**Partes do exercício:**
#1 Extraia do texto sobre memória e leitura, sem nenhuma alteração, o trecho que começa em "Fui conferir minha" e termina em "minhas diversas idades.".
#2 Por favor, dê continuidade ao texto sobre memória e leitura, começando logo após a última frase apresentada.

**Trecho citado:**
---

Fui conferir minha biblioteca. Lá estava o livro, devidamente sublinhado e comentado. Sim, lembrava dele. Mas não de seu conteúdo. Pudera! Em uma só página, a autora repassa um tamanho catatau de dados que memória alguma guarda. Imagine então relembrar 500 páginas. O remédio é sublinhar. Por essas razões, não gosto de ler livros emprestados. Livro alheio não dá pra sublinhar. Livro meu, sublinho à vontade. Isto se torna uma espécie de diário, que me relembra as preocupações que tive em minhas diversas idades.

Certa vez tentei ler Grandeur et Décadence de Rome, de Guglielmo Ferrero, seis volumes. Desisti. Havia tantas guerras por página, que na página seguinte eu já não lembrava de nenhuma. Verdade que tenho uma memória bastante nítida da História das Origens do Cristianismo, de Ernest Renan, em sete volumes. Mas a narrativa de Renan é linear e tem sabor de romance. Não é o caso da Armstrong ou de Ferrero, que amontoam dezenas de fatos históricos em uma só página. Daí a importância do saber dicionarizado. Você vai ao verbete e lá está o que busca. Não falo exatamente de dicionários de vernáculo. Mas de dicionários de literatura, história, filosofia ou teologia.

Continua a jornalista: “Cérebros de meia-idade (que, com o aumento da expectativa de vida, agora vai dos cerca de 40 até quase os 70 anos) também se distraem mais facilmente. Comece a ferver água para o macarrão, vá atender à campainha, e – vupt - a lembrança da água fervente sumiu”. Cá entre nós, isto jamais aconteceu comigo. Pra começar, jamais fervi água para macarrão.

“Daí a pergunta: um cérebro velho é capaz de aprender e lembrar o que aprende? Sim. Embora seja tentador focar nos defeitos dos cérebros mais antigos, os cientistas têm olhado cada vez mais fundo na forma como os cérebros envelhecem e confirmam que eles continuam a se desenvolver durante a meia-idade e depois. Muitas opiniões tradicionais, inclusive a de que 40% das células cerebrais são perdidas, foram revertidas. O que está na sua cabeça pode não ter sumido, mas simplesmente se amontoado nas dobras dos seus neurônios”.

É possível. De minha parte, a memória do disco rígido continua mais ou menos intacta. Lembro com nitidez de leituras da adolescência e mesmo da infância. O que está me falhando é a memória RAM, isto é, os conhecimentos adquiridos mais recentemente. Tive experiência curiosa em meus dias de Folha de São Paulo e Estadão. Redigia uma série de notícias e, dia seguinte, lia o que havia escrito como se fosse texto que jamais havia lido. Isto é normal em jornalistas. É que ligamos o piloto automático e vamos redigindo. Uma vez desligada a máquina, a memória RAM se evola.

---

**Trechos dos registros:**
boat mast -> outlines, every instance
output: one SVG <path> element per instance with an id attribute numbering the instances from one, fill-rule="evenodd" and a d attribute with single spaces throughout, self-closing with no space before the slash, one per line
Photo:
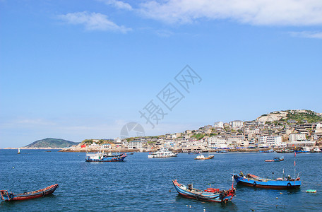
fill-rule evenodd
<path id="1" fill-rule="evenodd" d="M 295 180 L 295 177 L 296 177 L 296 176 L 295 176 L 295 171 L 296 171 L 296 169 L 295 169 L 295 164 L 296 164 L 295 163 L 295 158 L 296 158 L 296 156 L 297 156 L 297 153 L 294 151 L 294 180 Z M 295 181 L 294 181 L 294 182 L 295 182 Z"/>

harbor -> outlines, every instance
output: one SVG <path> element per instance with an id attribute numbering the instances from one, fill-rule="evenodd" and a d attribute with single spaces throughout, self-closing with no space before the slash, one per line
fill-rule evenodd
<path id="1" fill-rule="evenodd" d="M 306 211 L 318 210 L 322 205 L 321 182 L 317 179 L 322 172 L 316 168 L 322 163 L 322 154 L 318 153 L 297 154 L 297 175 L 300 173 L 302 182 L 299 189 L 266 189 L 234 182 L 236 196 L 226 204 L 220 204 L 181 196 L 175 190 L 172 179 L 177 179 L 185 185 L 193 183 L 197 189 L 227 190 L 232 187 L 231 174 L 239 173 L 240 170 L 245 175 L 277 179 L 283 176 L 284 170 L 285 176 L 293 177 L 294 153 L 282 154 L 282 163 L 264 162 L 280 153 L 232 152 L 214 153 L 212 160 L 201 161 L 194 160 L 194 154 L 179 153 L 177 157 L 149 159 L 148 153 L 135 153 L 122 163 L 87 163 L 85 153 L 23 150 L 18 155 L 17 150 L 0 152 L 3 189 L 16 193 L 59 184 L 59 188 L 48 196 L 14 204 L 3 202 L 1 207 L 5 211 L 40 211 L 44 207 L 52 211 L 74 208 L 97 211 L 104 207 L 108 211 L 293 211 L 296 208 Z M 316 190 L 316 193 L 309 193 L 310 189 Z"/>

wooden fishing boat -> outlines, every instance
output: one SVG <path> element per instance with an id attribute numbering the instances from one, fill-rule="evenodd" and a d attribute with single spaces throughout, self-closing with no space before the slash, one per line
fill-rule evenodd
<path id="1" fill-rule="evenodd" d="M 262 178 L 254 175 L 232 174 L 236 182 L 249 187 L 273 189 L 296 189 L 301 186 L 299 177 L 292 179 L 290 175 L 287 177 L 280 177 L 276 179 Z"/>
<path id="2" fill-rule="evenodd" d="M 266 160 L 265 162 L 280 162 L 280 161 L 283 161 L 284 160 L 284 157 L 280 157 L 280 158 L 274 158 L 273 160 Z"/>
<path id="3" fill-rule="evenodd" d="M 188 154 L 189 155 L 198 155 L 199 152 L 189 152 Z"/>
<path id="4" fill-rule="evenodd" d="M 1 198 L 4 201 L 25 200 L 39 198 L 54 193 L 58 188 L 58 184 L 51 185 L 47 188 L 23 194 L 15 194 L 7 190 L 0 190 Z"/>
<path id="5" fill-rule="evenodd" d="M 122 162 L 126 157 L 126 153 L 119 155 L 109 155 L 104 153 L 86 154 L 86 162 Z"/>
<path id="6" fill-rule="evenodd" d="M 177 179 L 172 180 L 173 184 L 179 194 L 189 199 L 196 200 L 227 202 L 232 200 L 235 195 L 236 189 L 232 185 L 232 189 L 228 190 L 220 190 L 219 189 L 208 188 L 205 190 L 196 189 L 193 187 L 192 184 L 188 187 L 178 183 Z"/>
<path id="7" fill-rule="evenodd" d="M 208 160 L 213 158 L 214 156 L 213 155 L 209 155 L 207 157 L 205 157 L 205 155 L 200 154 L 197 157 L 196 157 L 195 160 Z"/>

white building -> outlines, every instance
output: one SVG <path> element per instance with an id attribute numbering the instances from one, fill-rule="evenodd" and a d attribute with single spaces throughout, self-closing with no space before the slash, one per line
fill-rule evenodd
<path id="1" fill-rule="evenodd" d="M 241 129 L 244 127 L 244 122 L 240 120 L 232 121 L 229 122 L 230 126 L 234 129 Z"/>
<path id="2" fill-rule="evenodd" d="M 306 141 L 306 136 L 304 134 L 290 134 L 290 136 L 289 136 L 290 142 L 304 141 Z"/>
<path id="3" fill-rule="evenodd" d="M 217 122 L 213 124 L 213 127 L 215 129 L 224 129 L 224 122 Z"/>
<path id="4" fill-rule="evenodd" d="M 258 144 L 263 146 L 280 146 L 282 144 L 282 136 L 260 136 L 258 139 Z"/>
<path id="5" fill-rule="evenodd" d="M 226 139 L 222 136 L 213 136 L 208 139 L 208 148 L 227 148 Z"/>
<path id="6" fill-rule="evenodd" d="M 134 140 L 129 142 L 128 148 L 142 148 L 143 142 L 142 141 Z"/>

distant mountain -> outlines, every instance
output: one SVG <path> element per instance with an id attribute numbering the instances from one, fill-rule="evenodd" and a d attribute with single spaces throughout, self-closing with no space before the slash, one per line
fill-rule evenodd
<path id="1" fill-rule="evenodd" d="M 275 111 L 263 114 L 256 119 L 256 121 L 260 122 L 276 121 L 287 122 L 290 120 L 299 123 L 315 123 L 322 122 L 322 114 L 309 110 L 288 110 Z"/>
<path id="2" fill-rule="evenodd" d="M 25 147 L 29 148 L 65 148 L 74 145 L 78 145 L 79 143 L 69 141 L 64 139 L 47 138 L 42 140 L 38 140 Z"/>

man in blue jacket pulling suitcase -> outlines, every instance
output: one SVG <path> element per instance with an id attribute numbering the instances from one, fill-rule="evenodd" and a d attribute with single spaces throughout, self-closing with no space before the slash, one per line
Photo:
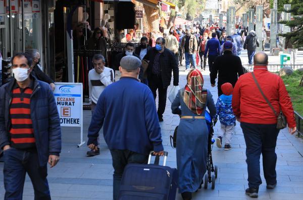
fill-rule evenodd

---

**Respostas do exercício:**
#1
Fui conferir minha biblioteca. Lá estava o livro, devidamente sublinhado e comentado. Sim, lembrava dele. Mas não de seu conteúdo. Pudera! Em uma só página, a autora repassa um tamanho catatau de dados que memória alguma guarda. Imagine então relembrar 500 páginas. O remédio é sublinhar. Por essas razões, não gosto de ler livros emprestados. Livro alheio não dá pra sublinhar. Livro meu, sublinho à vontade. Isto se torna uma espécie de diário, que me relembra as preocupações que tive em minhas diversas idades.

#2
“Uma explicação sobre como isso ocorre vem de Deborah Burke, professora de psicologia do Pomona College, da Califórnia, que pesquisou aquele fenômeno em que algo está "na ponta da língua", mas não vem à mente – continua Barbara Strauch –. Ela mostrou que isso aumenta em parte porque as conexões neurológicas, que recebem, processam e transmitem a informação, podem se enfraquecer com a falta de uso ou a idade. Mas ela também descobriu que, se você ouve sons próximos àquilo que tenta lembrar - digamos, alguém fala em caroço ("pit") enquanto você tenta lembrar o nome de Brad Pitt -, de repente a palavra perdida pipoca na mente. A similaridade nos sons pode ativar uma conexão cerebral débil – associação que costuma acontecer automaticamente e passa despercebida”.

É meu recurso. Há palavras que, sei lá por quais razões, tenho dificuldade em lembrar. Uma delas é endocrinologista. Cada vez que ia falar desta especialidade, me acometia uma pane mental. Tive de recorrer a caminho mais longo. Associei a palavra à odontologia. Penso em endodontia. De endo em endo, chego a endócrino.

Tive um colega de jornalismo, redator impecável, que tinha uma dificuldade tremenda ao flexionar chapéu. Precisava recorrer ao dicionário. Jamais sabia se o plural era chapéus ou chapéis, dúvida bastante encontradiça em vestibulandos. Pelo jeito, alguma sinapse estava desconectada. Sugeri que pensasse em duas abas voltadas para o alto. É o U. Acho que resolvi seu problema.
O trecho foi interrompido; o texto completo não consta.